### SELECTED TEXT
==*==

Also, I created this article in "Programming" section rather than in News section, because of obvious reason.

Link: The Next Big Programming Language You?ve Never Heard Of | Enterprise | WIRED

Some quotes from the article:

People are constantly creating new programming languages, but because the software world is already saturated with so many if them, the new ones rarely get used by more than a handful of coders—especially if they’re built by an ex-Symantec engineer without the backing of a big-name outfit. But Bright’s new language, known as D, was much further along than the one Alexandrescu was working on, dubbed Enki, and Bright said they’d both be better off if Alexandrescu dumped Enki and rolled his ideas into D...

The result is a programming language that just might defy the odds...

Today, Alexandrescu is a research scientist at Facebook, where he and a team of coders are using D to refashion small parts of the company’s massive operation....

C++ is an extremely fast language—meaning software built with it runs at high speed—and it provides great control over your code. But it’s not as easy to use as languages like Python, Ruby, and PHP. In other words, it doesn’t let coders build software as quickly. D seeks to bridge that gap, offering the performance of C++ while making things more convenient for programmers.

Among the giants of tech, this is an increasingly common goal. Google’s Go programming language aims for a similar balance of power and simplicity, as does the Swift language that Apple recently unveiled. In the past, the programming world was split in two: the fast languages and the simpler modern languages. But now, these two worlds are coming together. “D is similar to C++, but better,” says Brad Anderson, a longtime C++ programmer from Utah who has been using D as well. “It’s high performance, but it’s expressive. You can get a lot done without very much code.”

==*==

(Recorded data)
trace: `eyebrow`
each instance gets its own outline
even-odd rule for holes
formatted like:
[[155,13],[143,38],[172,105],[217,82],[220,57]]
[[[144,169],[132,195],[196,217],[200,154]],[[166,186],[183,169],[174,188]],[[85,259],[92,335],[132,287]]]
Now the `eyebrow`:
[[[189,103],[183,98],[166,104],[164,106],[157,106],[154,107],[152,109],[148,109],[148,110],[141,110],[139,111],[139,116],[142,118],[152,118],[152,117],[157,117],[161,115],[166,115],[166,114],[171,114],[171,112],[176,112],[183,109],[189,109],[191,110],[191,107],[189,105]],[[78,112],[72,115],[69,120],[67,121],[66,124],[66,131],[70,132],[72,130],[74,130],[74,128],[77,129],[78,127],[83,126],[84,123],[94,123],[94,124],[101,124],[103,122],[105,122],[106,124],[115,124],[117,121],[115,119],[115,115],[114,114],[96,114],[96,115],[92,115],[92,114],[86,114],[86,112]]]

==*==

### TO DO
1 – According to the post about the D programming language, at which company is Alexandrescu a research scientist?
2 – Return the passage from the post about the D programming language starting with "People are constantly" and going on through "ideas into D...".
3 – Resume the post about the D programming language from the point where it stops.

### RESPONSES FOR EACH TASK
1 – Facebook

2 –
People are constantly creating new programming languages, but because the software world is already saturated with so many if them, the new ones rarely get used by more than a handful of coders—especially if they’re built by an ex-Symantec engineer without the backing of a big-name outfit. But Bright’s new language, known as D, was much further along than the one Alexandrescu was working on, dubbed Enki, and Bright said they’d both be better off if Alexandrescu dumped Enki and rolled his ideas into D...

3 –
But Alexandrescu will also tell you that programmers can use D to build anything, including the front-end of a web service. The language is so simple, he says, you can even use it for quick-and-dirty programming scripts. “You want to write a 50-line script? Sure, go for it.” This is what Bright strove for—a language suitable for all situations. Today, he says, people so often build their online services with multiple languages—a simpler language for the front and a more powerful language for the back. The goal should be a single language that does it all. “Having a single language suitable for both the front and the back would be a lot more productive for programmers,” Bright says. “D aims to be that language.”

For Facebook, this is still a research project. But the company has hosted the past two D conferences—most recently in May—and together with various Facebook colleagues, Alexandrescu has used D to rebuild two select pieces of Facebook software. They rebuilt the Facebook “linter,” known as Flint, a means of identifying errors in other Facebook software, and they fashioned a new Facebook “preprocessor,” dubbed Warp, which helps generate the company’s core code.

In both cases, D replaced C++. That, at least for the moment, is where the language shines the most. When Bright first started the language, he called it Mars, but the community that sprung up around the language called it D, because they saw it as the successor to C++. “D became the nickname,” Bright says. “And the nickname stuck.”

For coder Brad Anderson, the main appeal is that D feels like interpreted languages such as Ruby and PHP. “It results in code that’s more compact,” he says. “You’re not writing boilerplate as much. You’re not writing as much stuff you’re obligated to write in other languages.” It’s less “verbose” than C++ and Java.

Yes, like C++ and Java, D is a compiled language, meaning that you must take time to transform it into executable software before running it. Unlike with interpreted languages, you can’t run your code as soon as you write it. But it compiles unusually quickly. Bright—who worked on C++, Java, and Javascript compilers at Symantec and Sun Microsystems—says this was a primary goal. “When your compiler runs fast,” he says, “it transforms the way your write code.” It lets you see the results much faster.

The article is worth a read.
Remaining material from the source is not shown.